TEXTO-FONTE –
────────────────────────────────────────

INCISO XXIV – DESAPROPRIAÇÃO
O mecanismo de desapropriação é descrito no Inciso XXIV do Artigo 5º da Constituição Federal de 1988. Nele, estão previstos direitos fundamentais, com objetivo de assegurar uma vida digna, livre e igualitária a todos os cidadãos do país.
O inciso XXIV determina que bens privados poderão ser tomados pelo Estado em casos de utilidade ou necessidade pública, ou interesse social. Mas a desapropriação difere de um confisco, pois o proprietário do bem desapropriado deve receber uma indenização justa e prévia em dinheiro. O inciso dita que o procedimento de desapropriação deve ser regulamentado em leis específicas, com base no cumprimento, ou não, da função social pela propriedade.
Este conteúdo é parte de uma parceria entre o Instituto Mattos Filho, a Civicus e a Politize!, que juntos explicam os direitos fundamentais descritos no Artigo 5º da Constituição. Para conhecer outras liberdades e direitos garantidos na Constituição de maneira didática e descomplicada, não deixe de visitar a página do projeto Artigo Quinto.

────────────────────────────────────────

DADOS REGISTRADOS –
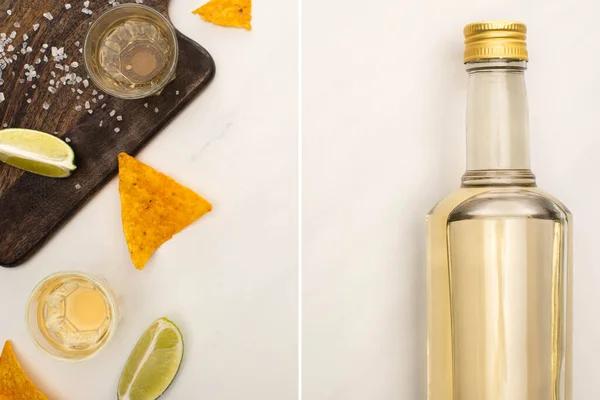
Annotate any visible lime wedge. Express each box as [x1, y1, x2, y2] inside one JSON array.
[[117, 318, 183, 400], [0, 128, 76, 178]]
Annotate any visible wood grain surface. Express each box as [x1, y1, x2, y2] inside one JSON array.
[[0, 0, 215, 267]]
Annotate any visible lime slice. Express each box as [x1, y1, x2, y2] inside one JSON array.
[[117, 318, 183, 400], [0, 128, 76, 178]]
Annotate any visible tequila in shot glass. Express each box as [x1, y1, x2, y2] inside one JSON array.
[[26, 271, 119, 361], [83, 4, 179, 99]]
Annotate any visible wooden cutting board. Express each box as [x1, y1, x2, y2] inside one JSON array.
[[0, 0, 215, 267]]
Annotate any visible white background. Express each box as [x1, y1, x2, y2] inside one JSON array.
[[302, 0, 600, 400], [0, 0, 600, 400], [0, 0, 298, 400]]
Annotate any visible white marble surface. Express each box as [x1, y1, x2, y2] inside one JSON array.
[[302, 0, 600, 400], [0, 0, 298, 400]]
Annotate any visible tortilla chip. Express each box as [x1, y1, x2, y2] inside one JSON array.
[[119, 153, 212, 269], [0, 341, 48, 400], [192, 0, 252, 30]]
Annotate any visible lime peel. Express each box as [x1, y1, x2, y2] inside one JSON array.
[[117, 318, 184, 400], [0, 128, 77, 178]]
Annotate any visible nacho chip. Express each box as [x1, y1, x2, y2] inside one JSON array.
[[119, 153, 212, 269], [192, 0, 252, 30], [0, 341, 48, 400]]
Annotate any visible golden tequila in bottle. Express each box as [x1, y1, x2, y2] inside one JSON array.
[[427, 21, 572, 400], [27, 272, 119, 361]]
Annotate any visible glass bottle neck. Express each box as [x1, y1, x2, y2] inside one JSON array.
[[463, 60, 535, 186]]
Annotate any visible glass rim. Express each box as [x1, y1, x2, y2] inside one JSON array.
[[83, 3, 179, 100], [25, 270, 119, 363]]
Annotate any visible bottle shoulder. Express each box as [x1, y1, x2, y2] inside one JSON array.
[[427, 187, 571, 222]]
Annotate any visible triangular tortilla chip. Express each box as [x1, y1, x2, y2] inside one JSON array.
[[0, 340, 48, 400], [192, 0, 252, 30], [119, 153, 212, 269]]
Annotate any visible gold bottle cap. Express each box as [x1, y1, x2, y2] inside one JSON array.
[[464, 21, 529, 63]]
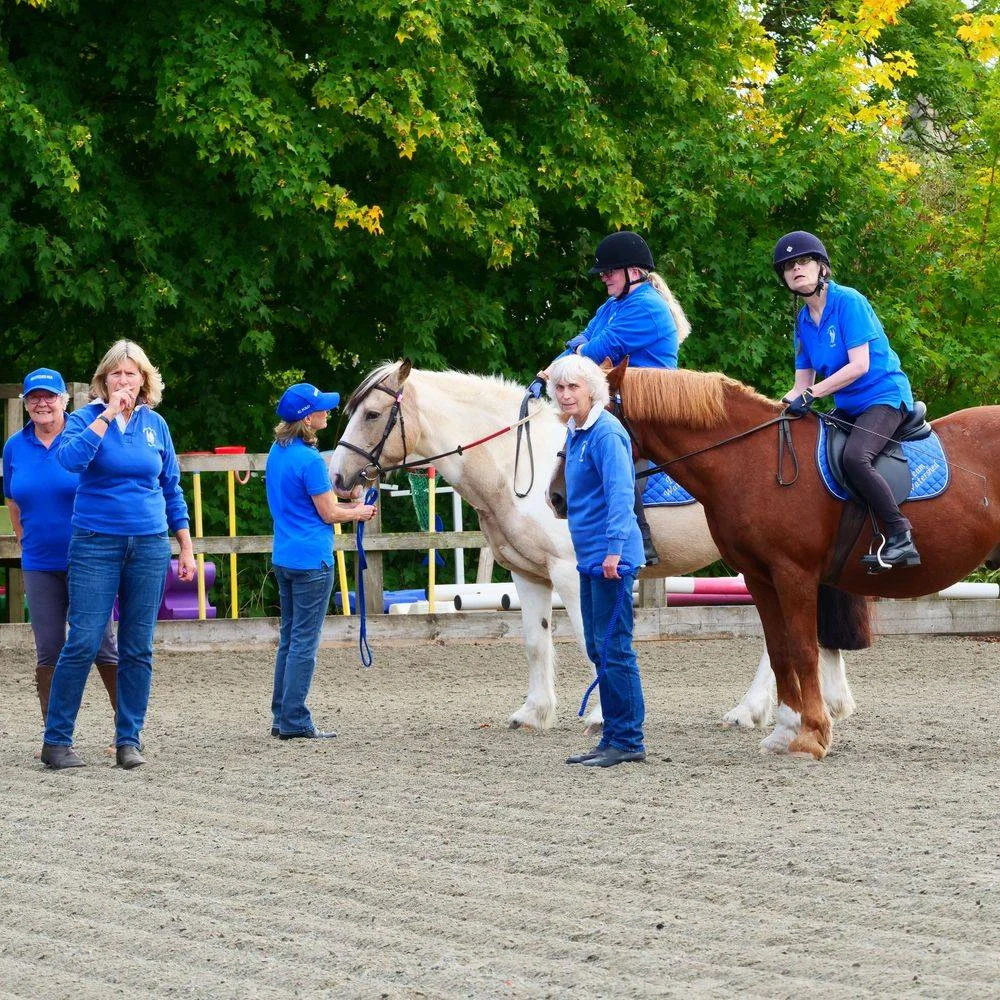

────────────────────────────────────────

DESAFIOS –
(a) Extraia do texto sobre desapropriação o trecho que começa em "O inciso XXIV determina" e termina em "projeto Artigo Quinto.".
(b) Liste as organizações que, segundo o texto sobre desapropriação, integram a parceria responsável pelo conteúdo.
(c) Prossiga com o texto sobre desapropriação a partir do ponto em que ele termina.

RESPOSTAS A SEGUIR –
(a)
O inciso XXIV determina que bens privados poderão ser tomados pelo Estado em casos de utilidade ou necessidade pública, ou interesse social. Mas a desapropriação difere de um confisco, pois o proprietário do bem desapropriado deve receber uma indenização justa e prévia em dinheiro. O inciso dita que o procedimento de desapropriação deve ser regulamentado em leis específicas, com base no cumprimento, ou não, da função social pela propriedade.
Este conteúdo é parte de uma parceria entre o Instituto Mattos Filho, a Civicus e a Politize!, que juntos explicam os direitos fundamentais descritos no Artigo 5º da Constituição. Para conhecer outras liberdades e direitos garantidos na Constituição de maneira didática e descomplicada, não deixe de visitar a página do projeto Artigo Quinto.

(b)
Instituto Mattos Filho
Civicus
Politize!

(c)
O MECANISMO DA DESAPROPRIAÇÃO
Esse inciso é definido da seguinte forma:
A lei estabelecerá o procedimento para desapropriação por necessidade ou utilidade pública, ou por interesse social, mediante justa e prévia indenização em dinheiro, ressalvados os casos previstos nesta Constituição […].
Para entender o inciso XXIV, é preciso lembrar que o direito de propriedade no Brasil não é absoluto. O inciso XXIII, visto no texto anterior, demonstra o entendimento de que, em circunstâncias excepcionais, o interesse público pode prevalecer sobre o direito de propriedade individual.
O inciso XXIV, por sua vez, estabelece os mecanismos para que o Estado possa privar – total ou parcialmente – o indivíduo de bens e direitos de propriedade. Desse modo, é prerrogativa do poder público tomar uma propriedade privada sob a justificativa de necessidade ou utilidade pública, ou de interesse social, desde que mediante prévia indenização.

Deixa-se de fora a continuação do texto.